• [Text to read]:
--*--

In spectacular fashion, over the past few weeks, stark reminders emerged on how fast confidence unravels in the midst of a slowdown, particularly so, when the slowdown is doused with policy response errors. A conflux of negatives compounded to send US financial markets into bear market territory, ultimately, calling into question the economic expansion since 2009.

What happened?

What started with a run of the mill correction, due to slowdown fears, turned into an all out rout in risk assets. The economy and financial system is more fragile than previously perceived. Since the financial crisis, an implicit “fed put” has cushioned the downside of every economic slowdown, and market pullback. The thought process goes something like: every time something bad happens, the fed will accommodate, so why purchase downside protection (a put option) since the Fed has my back. The recent Fed meeting amounted to the first time (this economic cycle) that the Fed surprised, in a genuinely hawkish fashion, during a rough patch in the market. The action led to a bear market.

--*--

[Position annotation rows]
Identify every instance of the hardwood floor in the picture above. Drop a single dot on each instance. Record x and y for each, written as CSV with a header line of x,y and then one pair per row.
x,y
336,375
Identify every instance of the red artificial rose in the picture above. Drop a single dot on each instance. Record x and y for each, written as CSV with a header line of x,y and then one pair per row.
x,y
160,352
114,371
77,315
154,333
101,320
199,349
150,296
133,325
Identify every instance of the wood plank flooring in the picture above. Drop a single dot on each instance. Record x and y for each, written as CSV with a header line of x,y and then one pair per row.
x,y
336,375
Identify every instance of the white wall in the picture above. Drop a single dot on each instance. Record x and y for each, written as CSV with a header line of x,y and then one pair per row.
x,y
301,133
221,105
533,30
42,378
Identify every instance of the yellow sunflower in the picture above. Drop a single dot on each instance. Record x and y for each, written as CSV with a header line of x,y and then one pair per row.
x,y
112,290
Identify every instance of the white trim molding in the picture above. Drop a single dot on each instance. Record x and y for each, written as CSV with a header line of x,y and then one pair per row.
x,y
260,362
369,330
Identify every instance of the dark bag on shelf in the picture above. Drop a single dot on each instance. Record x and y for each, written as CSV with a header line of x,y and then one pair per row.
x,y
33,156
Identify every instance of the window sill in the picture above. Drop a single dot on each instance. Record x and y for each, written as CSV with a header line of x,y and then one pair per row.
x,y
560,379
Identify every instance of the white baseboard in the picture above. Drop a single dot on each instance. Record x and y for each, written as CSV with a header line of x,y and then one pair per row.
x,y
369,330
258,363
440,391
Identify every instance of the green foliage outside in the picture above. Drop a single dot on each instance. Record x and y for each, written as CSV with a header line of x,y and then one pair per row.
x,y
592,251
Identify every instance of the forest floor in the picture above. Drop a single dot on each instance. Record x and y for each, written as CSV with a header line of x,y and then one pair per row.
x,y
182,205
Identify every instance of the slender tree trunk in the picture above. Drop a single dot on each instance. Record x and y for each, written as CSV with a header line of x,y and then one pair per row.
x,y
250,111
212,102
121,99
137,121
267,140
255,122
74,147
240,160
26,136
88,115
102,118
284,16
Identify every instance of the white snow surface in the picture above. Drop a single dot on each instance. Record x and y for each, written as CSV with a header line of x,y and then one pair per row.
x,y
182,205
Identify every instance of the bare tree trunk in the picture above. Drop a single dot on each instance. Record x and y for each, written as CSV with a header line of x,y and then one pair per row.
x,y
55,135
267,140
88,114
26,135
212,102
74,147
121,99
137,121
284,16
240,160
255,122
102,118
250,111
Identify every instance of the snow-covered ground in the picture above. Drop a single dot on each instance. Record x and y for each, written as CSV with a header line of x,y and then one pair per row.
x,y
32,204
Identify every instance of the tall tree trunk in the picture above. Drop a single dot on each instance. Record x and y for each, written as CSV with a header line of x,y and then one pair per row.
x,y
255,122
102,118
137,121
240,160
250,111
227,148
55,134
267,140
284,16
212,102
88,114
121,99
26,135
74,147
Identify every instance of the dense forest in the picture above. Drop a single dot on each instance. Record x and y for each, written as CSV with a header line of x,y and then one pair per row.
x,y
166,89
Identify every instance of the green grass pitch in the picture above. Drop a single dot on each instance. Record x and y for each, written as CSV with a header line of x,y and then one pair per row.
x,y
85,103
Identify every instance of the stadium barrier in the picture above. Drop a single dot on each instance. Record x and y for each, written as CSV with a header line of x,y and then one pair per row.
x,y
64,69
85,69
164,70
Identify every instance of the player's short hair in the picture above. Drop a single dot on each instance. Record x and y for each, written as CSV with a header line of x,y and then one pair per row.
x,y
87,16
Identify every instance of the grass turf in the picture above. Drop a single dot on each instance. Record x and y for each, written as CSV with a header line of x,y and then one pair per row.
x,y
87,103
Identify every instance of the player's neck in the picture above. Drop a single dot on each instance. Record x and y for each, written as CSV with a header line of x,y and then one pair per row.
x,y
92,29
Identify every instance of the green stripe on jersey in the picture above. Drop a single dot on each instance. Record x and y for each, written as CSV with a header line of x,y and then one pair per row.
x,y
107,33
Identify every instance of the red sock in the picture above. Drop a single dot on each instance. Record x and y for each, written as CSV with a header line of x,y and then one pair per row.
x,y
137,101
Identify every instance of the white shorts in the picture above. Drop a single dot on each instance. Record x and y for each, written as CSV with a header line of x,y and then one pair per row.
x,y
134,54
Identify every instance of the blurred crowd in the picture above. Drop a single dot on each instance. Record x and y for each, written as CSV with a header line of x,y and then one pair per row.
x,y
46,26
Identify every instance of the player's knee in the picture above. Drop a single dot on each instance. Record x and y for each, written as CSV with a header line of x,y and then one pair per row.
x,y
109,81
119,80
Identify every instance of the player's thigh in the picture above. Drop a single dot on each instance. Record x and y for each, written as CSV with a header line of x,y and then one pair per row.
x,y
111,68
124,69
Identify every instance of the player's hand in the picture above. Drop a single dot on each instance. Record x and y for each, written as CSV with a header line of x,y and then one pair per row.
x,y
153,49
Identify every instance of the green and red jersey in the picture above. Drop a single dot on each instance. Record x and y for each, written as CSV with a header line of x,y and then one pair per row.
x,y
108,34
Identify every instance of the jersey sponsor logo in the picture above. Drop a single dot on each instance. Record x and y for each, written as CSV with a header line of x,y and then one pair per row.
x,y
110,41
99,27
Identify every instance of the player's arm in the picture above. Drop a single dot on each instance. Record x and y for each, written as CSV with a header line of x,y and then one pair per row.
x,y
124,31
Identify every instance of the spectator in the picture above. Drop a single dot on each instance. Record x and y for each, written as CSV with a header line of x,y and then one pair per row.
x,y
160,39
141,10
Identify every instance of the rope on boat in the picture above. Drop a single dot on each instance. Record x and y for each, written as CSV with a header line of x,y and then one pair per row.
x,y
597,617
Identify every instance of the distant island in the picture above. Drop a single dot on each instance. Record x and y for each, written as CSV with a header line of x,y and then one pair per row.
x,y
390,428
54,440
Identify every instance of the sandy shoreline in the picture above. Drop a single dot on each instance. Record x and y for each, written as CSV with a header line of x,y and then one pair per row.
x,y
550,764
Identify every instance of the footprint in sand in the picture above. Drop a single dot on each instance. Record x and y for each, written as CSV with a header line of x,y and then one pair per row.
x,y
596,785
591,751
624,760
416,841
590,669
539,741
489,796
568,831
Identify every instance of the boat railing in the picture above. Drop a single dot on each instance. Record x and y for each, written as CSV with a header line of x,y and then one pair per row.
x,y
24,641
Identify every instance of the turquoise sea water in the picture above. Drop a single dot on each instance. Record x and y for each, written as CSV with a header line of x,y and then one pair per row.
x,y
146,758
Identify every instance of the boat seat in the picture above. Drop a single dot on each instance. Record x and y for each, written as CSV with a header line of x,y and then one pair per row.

--*--

• [Goal]:
Answer these questions using the market commentary.
(a) The expansion since which year was called into question?
(b) What has cushioned the downside of every economic slowdown since the financial crisis?
(c) What did the recent Fed meeting amount to?

• [Right answer]:
(a) 2009.
(b) An implicit "fed put."
(c) The first time this economic cycle that the Fed surprised, in a genuinely hawkish fashion, during a rough patch in the market.